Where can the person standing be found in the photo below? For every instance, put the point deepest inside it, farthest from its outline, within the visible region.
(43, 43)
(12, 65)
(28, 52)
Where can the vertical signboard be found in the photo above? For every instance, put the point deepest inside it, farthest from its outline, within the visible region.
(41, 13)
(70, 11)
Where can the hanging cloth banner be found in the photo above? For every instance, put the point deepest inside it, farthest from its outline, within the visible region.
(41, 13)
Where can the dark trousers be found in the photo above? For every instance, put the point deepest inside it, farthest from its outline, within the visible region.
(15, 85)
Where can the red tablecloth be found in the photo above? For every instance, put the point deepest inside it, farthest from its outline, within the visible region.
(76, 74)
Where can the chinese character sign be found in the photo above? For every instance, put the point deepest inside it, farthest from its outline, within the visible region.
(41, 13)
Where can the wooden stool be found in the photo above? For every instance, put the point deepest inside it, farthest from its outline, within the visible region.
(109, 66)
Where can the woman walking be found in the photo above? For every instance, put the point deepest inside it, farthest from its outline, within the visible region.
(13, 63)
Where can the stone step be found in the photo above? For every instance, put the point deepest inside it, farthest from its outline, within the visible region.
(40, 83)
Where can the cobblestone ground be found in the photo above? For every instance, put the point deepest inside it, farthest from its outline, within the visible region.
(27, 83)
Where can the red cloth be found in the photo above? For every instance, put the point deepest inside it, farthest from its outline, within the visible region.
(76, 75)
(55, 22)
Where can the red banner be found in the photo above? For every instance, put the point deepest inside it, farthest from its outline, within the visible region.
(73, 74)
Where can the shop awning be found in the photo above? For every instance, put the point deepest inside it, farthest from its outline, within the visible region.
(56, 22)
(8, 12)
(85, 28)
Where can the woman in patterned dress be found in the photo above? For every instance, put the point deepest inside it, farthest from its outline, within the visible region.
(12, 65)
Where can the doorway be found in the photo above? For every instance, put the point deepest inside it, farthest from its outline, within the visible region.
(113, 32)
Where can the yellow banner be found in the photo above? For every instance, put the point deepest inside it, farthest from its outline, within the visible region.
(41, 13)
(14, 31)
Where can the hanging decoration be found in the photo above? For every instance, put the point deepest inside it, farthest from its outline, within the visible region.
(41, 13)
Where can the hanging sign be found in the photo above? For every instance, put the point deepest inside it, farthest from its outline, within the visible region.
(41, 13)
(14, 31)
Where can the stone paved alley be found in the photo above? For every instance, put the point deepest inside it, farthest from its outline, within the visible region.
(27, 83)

ASSIGNMENT
Starting with the line that contains "Where can the yellow", return every line through the last one of the records, exactly as written.

ANSWER FOR THE TASK
Where can the yellow banner be found in the photo above? For every instance, put the point deepest inside it, farthest from its outline, within the visible region.
(41, 13)
(14, 31)
Where can the hanging decoration be found in the photo above? For every instance, put the point deepest inside it, farthest from its outline, within the visible region.
(41, 13)
Where can the hanging sign be found in the photo above? For every instance, put the point deepest inside it, farthest from its outline, within the visible region.
(41, 13)
(14, 31)
Where can the stone paved alley be found in the photo above? For every instance, put the point deepest inside it, farthest from its outline, within the visible region.
(27, 83)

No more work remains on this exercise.